Il faut se méfier des Sommets aux intitulés et conclusions trop lisses. Celui de Nouakchott qui a réuni mardi les dirigeants des pays du G5 Sahel (Mali, Mauritanie, Burkina-Faso, Tchad et Niger) ainsi qu’Emmanuel Macron et l’Espagnol Pedro Sanchez, en est l’exemple parfait. « Suivi de la feuille de route de Pau » était-il inscrit sur les grandes affiches à l’entrée du Palais des Congrès al-Mourabitoune, un complexe planté en plein désert à une dizaine de kilomètres de la capitale mauritanienne. De quoi endormir le plus passionné des Africanistes. Et pourtant.

 

Les murs de ce bâtiment aux finitions parfois incertaines ont (un peu) tremblé. Le prolongement de la réunion à huis clos entre les chefs d’Etat a d’ailleurs montré que la concorde n’était pas totale au sein de la coalition anti-djihadiste. «Les échanges ont été assez vifs», reconnaît-on ainsi à l’Elysée. Cible première des remontrances : le chef de l’Etat malien, Ibrahim Boubacar Keïta (IBK), à qui l’on reproche de laisser pourrir la situation politique dans son pays.
_ _ _ _ _ _ _
» Objectifs:
A) Résume l'article en deux phrases.
B) Affiche toutes les lignes des enregistrements où figure le mot « rocky ».
_ _ _ _ _ _ _
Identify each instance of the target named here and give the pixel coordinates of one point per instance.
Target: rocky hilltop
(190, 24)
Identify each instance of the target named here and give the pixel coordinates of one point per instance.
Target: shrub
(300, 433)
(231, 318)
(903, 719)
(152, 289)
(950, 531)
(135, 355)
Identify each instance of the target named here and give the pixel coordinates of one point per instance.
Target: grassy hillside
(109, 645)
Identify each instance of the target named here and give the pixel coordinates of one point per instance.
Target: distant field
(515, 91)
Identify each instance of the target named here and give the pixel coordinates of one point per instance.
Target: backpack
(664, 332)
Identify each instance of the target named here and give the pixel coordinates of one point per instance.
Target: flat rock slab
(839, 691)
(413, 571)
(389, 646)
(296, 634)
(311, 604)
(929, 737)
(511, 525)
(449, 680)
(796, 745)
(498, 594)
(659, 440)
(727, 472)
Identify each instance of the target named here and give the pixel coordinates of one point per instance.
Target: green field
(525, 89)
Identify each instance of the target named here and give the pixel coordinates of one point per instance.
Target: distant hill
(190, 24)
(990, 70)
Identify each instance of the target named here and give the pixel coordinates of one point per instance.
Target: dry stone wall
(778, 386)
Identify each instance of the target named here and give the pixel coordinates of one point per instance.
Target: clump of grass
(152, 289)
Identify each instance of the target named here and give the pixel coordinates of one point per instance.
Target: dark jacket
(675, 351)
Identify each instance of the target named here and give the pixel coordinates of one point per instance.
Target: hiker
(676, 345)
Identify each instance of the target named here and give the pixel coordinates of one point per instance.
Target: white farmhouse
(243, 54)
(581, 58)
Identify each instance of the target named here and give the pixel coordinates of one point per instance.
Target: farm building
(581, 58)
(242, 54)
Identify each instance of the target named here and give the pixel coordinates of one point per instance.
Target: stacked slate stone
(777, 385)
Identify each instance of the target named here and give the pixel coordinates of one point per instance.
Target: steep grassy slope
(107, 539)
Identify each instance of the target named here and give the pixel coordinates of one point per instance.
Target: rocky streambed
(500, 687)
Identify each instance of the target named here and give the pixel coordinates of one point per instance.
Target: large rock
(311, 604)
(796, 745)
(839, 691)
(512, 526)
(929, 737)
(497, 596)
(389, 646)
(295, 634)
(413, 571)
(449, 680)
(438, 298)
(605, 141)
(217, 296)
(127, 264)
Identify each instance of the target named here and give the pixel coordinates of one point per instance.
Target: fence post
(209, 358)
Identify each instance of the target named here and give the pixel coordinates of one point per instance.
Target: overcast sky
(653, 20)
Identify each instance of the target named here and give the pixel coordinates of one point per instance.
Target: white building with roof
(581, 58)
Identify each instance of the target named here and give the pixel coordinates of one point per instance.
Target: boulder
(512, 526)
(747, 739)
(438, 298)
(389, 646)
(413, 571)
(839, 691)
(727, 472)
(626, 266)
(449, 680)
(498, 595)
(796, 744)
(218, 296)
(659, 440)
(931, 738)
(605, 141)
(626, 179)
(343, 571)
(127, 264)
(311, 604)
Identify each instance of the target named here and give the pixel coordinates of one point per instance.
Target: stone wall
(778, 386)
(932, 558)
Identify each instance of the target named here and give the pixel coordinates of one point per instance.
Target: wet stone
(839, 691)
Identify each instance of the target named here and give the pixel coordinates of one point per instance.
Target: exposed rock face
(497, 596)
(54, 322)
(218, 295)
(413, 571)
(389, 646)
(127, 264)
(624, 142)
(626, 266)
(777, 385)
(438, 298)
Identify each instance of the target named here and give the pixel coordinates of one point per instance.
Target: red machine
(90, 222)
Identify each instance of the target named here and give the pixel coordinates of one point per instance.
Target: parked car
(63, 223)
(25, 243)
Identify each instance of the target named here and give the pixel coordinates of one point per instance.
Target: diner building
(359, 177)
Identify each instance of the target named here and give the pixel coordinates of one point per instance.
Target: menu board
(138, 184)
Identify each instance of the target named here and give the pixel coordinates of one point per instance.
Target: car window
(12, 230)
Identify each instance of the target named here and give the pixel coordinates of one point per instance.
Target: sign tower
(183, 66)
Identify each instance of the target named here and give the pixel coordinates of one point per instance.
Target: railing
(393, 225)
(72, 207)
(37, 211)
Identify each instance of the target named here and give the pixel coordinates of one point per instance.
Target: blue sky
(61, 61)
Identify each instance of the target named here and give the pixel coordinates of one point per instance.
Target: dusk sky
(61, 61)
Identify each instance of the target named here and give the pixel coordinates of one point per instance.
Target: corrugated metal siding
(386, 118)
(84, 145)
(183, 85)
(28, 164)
_ _ _ _ _ _ _
» Réponses:
A) Le sommet de Nouakchott a réuni mardi les dirigeants du G5 Sahel avec Emmanuel Macron et Pedro Sanchez, sous l'intitulé lisse « Suivi de la feuille de route de Pau ». Pourtant, la réunion à huis clos entre chefs d'État s'est prolongée avec des échanges assez vifs, visant surtout le président malien Ibrahim Boubacar Keïta, à qui l'on reproche de laisser pourrir la situation politique dans son pays.

B)
Target: rocky hilltop
Target: rocky streambed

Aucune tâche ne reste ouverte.